• The problem: Copy every line below precisely as it appears.

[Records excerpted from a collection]
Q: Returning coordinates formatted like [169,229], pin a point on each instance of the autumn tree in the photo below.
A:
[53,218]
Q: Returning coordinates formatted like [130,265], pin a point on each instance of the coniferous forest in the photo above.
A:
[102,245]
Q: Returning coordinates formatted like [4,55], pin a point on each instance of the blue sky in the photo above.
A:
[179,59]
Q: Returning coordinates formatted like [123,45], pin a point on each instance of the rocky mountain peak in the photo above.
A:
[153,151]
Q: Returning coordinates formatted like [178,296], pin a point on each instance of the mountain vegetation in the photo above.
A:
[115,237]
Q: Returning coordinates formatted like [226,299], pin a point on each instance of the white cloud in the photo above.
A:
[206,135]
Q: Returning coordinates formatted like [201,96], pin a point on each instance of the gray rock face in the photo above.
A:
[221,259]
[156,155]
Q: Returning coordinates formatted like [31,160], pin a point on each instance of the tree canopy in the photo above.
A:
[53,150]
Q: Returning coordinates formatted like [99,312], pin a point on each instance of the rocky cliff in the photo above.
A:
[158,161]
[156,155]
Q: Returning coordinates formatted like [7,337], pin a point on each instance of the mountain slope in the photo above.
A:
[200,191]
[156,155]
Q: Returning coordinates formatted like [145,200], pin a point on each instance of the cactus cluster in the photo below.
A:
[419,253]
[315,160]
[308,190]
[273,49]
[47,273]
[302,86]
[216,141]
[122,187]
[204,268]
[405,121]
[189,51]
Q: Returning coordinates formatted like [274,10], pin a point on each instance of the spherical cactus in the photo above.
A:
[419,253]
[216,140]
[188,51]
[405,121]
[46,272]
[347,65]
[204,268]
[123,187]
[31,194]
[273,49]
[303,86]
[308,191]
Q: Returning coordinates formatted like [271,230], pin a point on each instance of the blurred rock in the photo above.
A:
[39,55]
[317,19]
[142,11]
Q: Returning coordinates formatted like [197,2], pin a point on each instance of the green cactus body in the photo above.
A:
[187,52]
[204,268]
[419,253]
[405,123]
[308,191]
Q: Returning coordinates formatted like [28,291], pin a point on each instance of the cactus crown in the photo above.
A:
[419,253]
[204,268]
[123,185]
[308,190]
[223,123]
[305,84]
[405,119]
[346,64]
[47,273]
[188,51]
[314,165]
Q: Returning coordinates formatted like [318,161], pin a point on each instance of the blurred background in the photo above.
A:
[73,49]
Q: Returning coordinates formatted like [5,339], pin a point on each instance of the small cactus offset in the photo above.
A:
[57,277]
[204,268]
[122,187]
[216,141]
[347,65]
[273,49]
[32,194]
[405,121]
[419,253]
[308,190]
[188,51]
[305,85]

• Solution to this exercise:
Q: Returning coordinates formatted like [169,229], pin a point on each instance of the autumn tree in the photo below.
A:
[53,218]
Q: Returning coordinates formatted like [130,265], pin a point on each instance of the coniferous forest in the photo above.
A:
[102,245]
Q: Returning coordinates formatted like [4,55], pin a point on each instance of the blue sky in the photo above.
A:
[179,59]
Q: Returning coordinates formatted like [123,45], pin a point on each instance of the rocky mountain peak in the photo above.
A:
[153,151]
Q: Returning coordinates formatted like [178,296], pin a point on each instance of the mountain vegetation in the photo above.
A:
[115,237]
Q: Returning coordinates formatted like [226,299], pin a point on each instance of the white cloud in the photo above.
A:
[206,135]
Q: Returning coordinates formatted like [201,96], pin a point on each instance of the gray rock face in the photo above.
A:
[221,259]
[156,155]
Q: Returning coordinates formatted like [31,160], pin a point on each instance of the tree canopy in the photo above.
A:
[53,150]
Q: Returning coordinates formatted like [99,312], pin a point on each instance of the rocky cliff in the photo above.
A:
[158,161]
[156,155]
Q: Returning coordinates formatted like [7,337], pin a point on each instance of the mountain slope in the photo above.
A:
[200,191]
[156,155]
Q: Returning coordinates formatted like [145,200], pin a point on each instance of the cactus cluster in the photo below.
A:
[419,253]
[315,160]
[308,190]
[273,49]
[47,273]
[302,86]
[216,141]
[122,187]
[204,268]
[405,121]
[189,51]
Q: Returning coordinates formatted like [274,10], pin a point on each instance of the spherical cactus in the photo above.
A:
[419,253]
[216,140]
[188,51]
[405,121]
[46,272]
[347,65]
[204,268]
[123,187]
[31,194]
[273,49]
[303,86]
[308,191]
Q: Returning coordinates formatted like [271,230], pin a point on each instance of the blurred rock in the photo above.
A:
[39,55]
[317,19]
[142,11]
Q: Returning coordinates formatted like [197,2], pin a point on each instance of the green cactus body in the photo above.
A:
[187,52]
[204,268]
[419,253]
[405,123]
[308,191]
Q: Returning coordinates formatted like [28,291], pin a point on each instance of the cactus crown in the photo above.
A:
[419,253]
[204,268]
[123,185]
[308,190]
[223,123]
[305,84]
[405,119]
[346,64]
[47,273]
[188,51]
[314,165]
Q: Returning coordinates formatted like [318,161], pin a point on each instance of the blurred background in the photo above.
A:
[73,49]
Q: Returning coordinates formatted like [5,339], pin a point on each instance of the small cactus offset in the photo above.
A:
[57,277]
[204,268]
[122,187]
[216,141]
[347,65]
[273,49]
[32,194]
[405,121]
[419,253]
[308,190]
[188,51]
[305,85]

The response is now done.